> **Stated exercise**: Render every line of the entries below as a Markdown table with the columns Row and Line, numbering each row and skipping blank lines. Leave the pictures out.

> **Material for this exercise**:
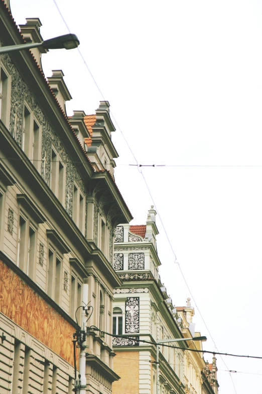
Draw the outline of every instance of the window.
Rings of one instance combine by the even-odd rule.
[[[33,279],[36,256],[36,230],[29,219],[20,214],[18,225],[18,266]]]
[[[26,346],[25,349],[25,359],[24,360],[24,381],[23,383],[23,394],[27,394],[28,392],[29,383],[29,368],[30,364],[30,349]]]
[[[7,118],[7,97],[8,77],[3,68],[0,71],[0,119],[6,124]]]
[[[74,320],[75,320],[75,312],[78,306],[83,305],[82,303],[82,284],[80,283],[77,276],[74,274],[71,276],[70,287],[70,316]],[[79,308],[76,313],[77,323],[81,326],[81,308]]]
[[[57,367],[53,366],[53,378],[52,379],[52,394],[56,394],[57,392]]]
[[[64,167],[61,161],[59,161],[58,169],[58,200],[63,205],[64,203]]]
[[[57,182],[57,154],[52,149],[51,164],[51,189],[54,194],[56,194],[56,184]]]
[[[123,317],[120,308],[114,308],[113,310],[113,334],[121,335],[123,333]]]
[[[85,225],[85,203],[84,196],[79,188],[74,185],[73,193],[73,220],[82,234],[84,233]]]
[[[47,294],[57,304],[60,304],[61,290],[62,259],[55,250],[48,250]]]
[[[28,156],[30,153],[31,113],[26,105],[24,107],[22,148]]]
[[[39,152],[40,142],[40,129],[38,123],[34,120],[33,133],[32,161],[33,165],[38,170],[39,168]]]
[[[104,316],[104,303],[103,302],[103,294],[102,291],[100,290],[99,292],[99,329],[103,330],[103,316]]]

> **Finished answer**:
| Row | Line |
|---|---|
| 1 | Draw the outline of every instance of the window. |
| 2 | Rings of one instance combine by the even-odd rule. |
| 3 | [[[33,279],[36,256],[36,230],[29,219],[20,214],[18,225],[18,266]]] |
| 4 | [[[26,346],[25,349],[25,359],[24,360],[24,381],[23,383],[23,394],[27,394],[28,392],[29,383],[29,368],[30,364],[30,349]]] |
| 5 | [[[7,118],[7,97],[8,77],[3,68],[0,71],[0,119],[6,124]]] |
| 6 | [[[74,320],[75,320],[75,312],[78,306],[83,305],[82,303],[82,284],[80,283],[77,276],[74,274],[71,276],[70,287],[70,316]],[[79,308],[76,313],[77,323],[81,326],[81,308]]] |
| 7 | [[[57,367],[53,366],[53,378],[52,379],[52,394],[56,394],[57,392]]] |
| 8 | [[[64,167],[61,161],[59,161],[58,169],[58,200],[63,205],[64,203]]] |
| 9 | [[[57,182],[57,154],[52,149],[51,164],[51,189],[54,194],[56,194],[56,184]]] |
| 10 | [[[123,317],[120,308],[114,308],[113,310],[113,334],[121,335],[123,333]]] |
| 11 | [[[85,225],[85,203],[84,196],[79,188],[74,185],[73,193],[73,220],[82,234],[84,233]]] |
| 12 | [[[47,294],[57,304],[60,304],[61,290],[62,259],[55,250],[48,250]]] |
| 13 | [[[28,156],[30,153],[31,113],[26,105],[24,107],[22,148]]] |
| 14 | [[[39,152],[40,142],[40,129],[38,123],[34,120],[33,133],[32,161],[33,165],[38,170],[39,168]]] |
| 15 | [[[104,316],[104,303],[103,302],[103,294],[102,291],[100,290],[99,292],[99,329],[103,330],[103,316]]] |